• **What the exercise asks**
Copy the items below word for word, leaving out the pictures.

>> Begin Records shown

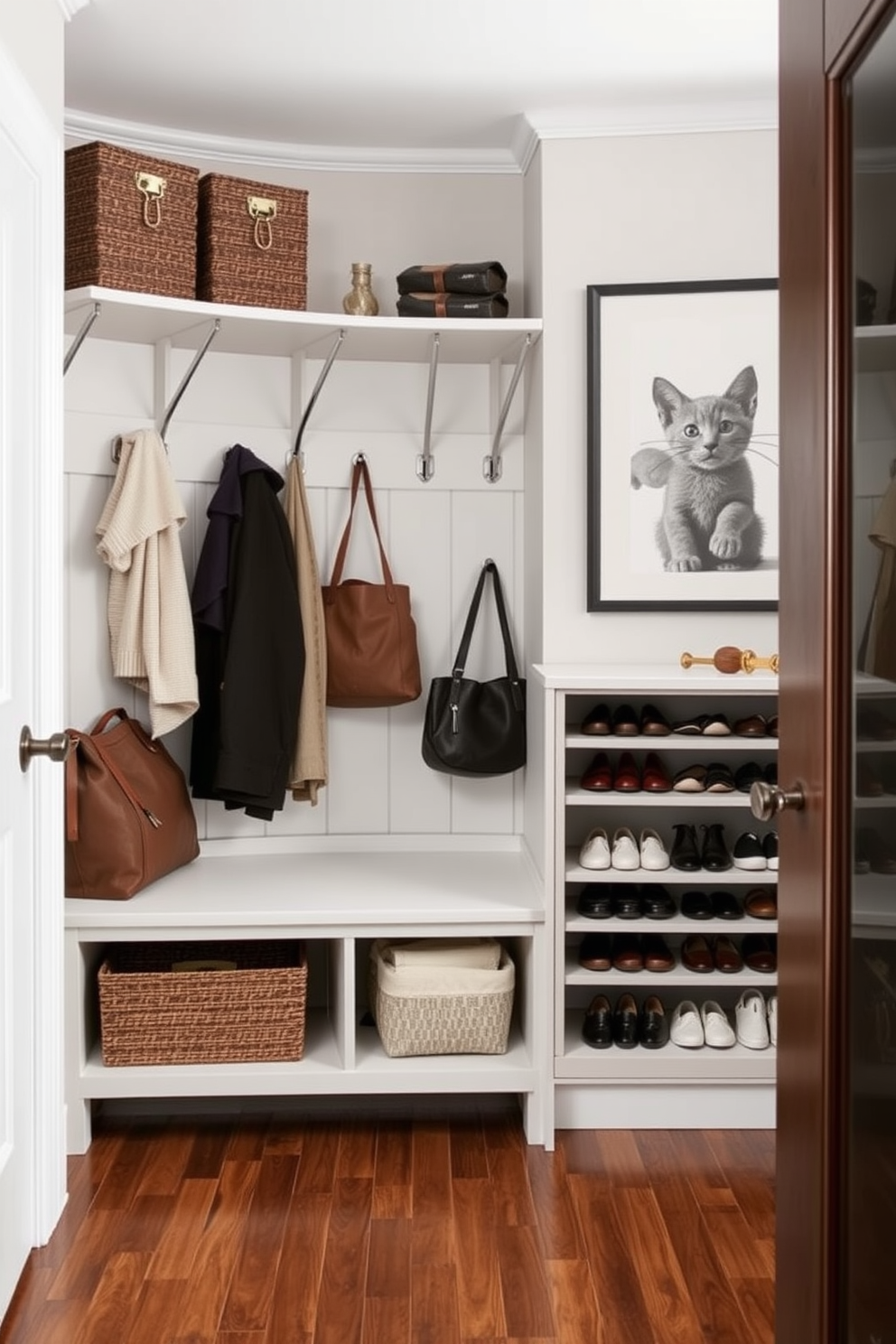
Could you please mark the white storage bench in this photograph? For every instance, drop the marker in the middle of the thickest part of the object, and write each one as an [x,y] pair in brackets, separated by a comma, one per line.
[338,902]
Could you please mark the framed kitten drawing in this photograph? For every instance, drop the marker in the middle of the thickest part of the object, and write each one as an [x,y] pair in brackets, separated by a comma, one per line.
[683,445]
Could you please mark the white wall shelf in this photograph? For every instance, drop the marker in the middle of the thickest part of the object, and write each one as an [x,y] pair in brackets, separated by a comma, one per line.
[148,319]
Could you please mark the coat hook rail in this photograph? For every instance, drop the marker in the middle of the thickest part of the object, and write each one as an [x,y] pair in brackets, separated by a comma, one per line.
[184,383]
[322,379]
[77,343]
[425,464]
[492,464]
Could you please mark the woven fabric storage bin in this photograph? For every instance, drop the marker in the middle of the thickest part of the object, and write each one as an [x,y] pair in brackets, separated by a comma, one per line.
[131,222]
[151,1013]
[441,1010]
[253,244]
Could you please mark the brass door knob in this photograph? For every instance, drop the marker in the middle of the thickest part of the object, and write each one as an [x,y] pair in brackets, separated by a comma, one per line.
[55,746]
[767,800]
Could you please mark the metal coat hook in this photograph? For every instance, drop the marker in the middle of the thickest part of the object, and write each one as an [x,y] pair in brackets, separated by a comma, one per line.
[492,464]
[77,343]
[187,378]
[425,464]
[184,385]
[322,379]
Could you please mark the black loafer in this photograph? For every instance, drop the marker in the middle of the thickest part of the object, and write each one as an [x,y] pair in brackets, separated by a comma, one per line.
[653,1027]
[595,952]
[658,903]
[714,851]
[749,851]
[597,722]
[725,906]
[696,905]
[595,901]
[626,902]
[625,1022]
[597,1029]
[684,855]
[625,722]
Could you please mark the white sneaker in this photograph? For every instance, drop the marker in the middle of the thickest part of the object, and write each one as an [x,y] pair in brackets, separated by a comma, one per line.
[751,1021]
[716,1027]
[653,853]
[625,851]
[771,1010]
[686,1027]
[595,851]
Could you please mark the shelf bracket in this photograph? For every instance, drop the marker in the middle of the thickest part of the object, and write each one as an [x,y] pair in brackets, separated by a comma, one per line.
[492,464]
[322,379]
[425,464]
[77,343]
[185,380]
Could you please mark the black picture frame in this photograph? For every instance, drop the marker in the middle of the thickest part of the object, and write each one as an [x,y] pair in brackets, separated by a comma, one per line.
[702,338]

>> End Records shown

• **Exercise solution**
Could you please mark the white storage bench in this photograph? For every instance, drop the marker in the middle of the thickest part of the object, and write each one as an [x,y] pair in brackets, separated by a comma, one per line.
[338,902]
Could you please mark the framed kitten drawing in this photograph? For every instance, drop the marker in the middle of the thickest part of the object, and write each one as an [x,y] pair in brackets, separated by a comma, one per line.
[683,445]
Could you please mark the white wall shelf in this photograph? For every instance, drop the marker in the middle of the thickest part of the object, and write each one as an [x,y] pair in brackets, separated by a comma, one per line.
[148,319]
Could you please mark the coat hook rail in this photograph? For every instance, drop the marker in the middle of the thickest part of the object, and write each one as an [x,y] pair in brackets, separated by a comma, one per line.
[184,383]
[322,379]
[77,343]
[425,464]
[492,464]
Could you please mark the woven fabric storage bin in this photograph? For every instance, drop the marker in the middle of the thickest part of the object, and write each one as an [x,y] pair in brackets, separated by a comma, one per line.
[131,222]
[151,1013]
[441,1010]
[253,244]
Could you please mark the brass door knob in this photograph? For every instance, drop the marker in the middle of the thickest part of the object, and write each one as an [x,y] pair in brackets, separated by a comma, one per line.
[55,746]
[767,800]
Could you please mark the metal coat hook in this photograph? For every instance, drop the marker in the middle of the thickest part of the object, and write each one as an [x,y] pair in brackets, separated by a comma, one per line.
[492,464]
[77,343]
[187,378]
[425,464]
[184,385]
[322,379]
Could you please mark the black loafer in this photograph? For every instance, drop the marker in the middle of the thickest part of the object, and write each one as an [x,y] pair in brackets, separated by a comma, one per line.
[653,1027]
[595,952]
[658,903]
[714,851]
[749,851]
[597,722]
[725,906]
[696,905]
[595,901]
[626,902]
[625,1022]
[597,1029]
[684,855]
[625,722]
Could you please mark the white sneaker in this photograph? For every instance, drop the marker in the middle of the thickest part of the object, and write each one as an [x,y] pair in brackets, separated by a comma, one per line.
[751,1021]
[716,1027]
[653,853]
[625,851]
[771,1010]
[686,1027]
[595,851]
Could you please mark the shelf bracket in this photograph? For every instance, drop the marker in the middle of the thickest part of the object, and write each one as an [x,y] pair in brackets, separated by a comma, one per line.
[492,464]
[322,379]
[425,464]
[77,343]
[185,380]
Could you please mark the black picture frame in this photograph? For every instance, drop the marker in the middle of the thickest part of the object, and write each one as an [x,y] pair in brackets, separated by a comma, one per line.
[702,338]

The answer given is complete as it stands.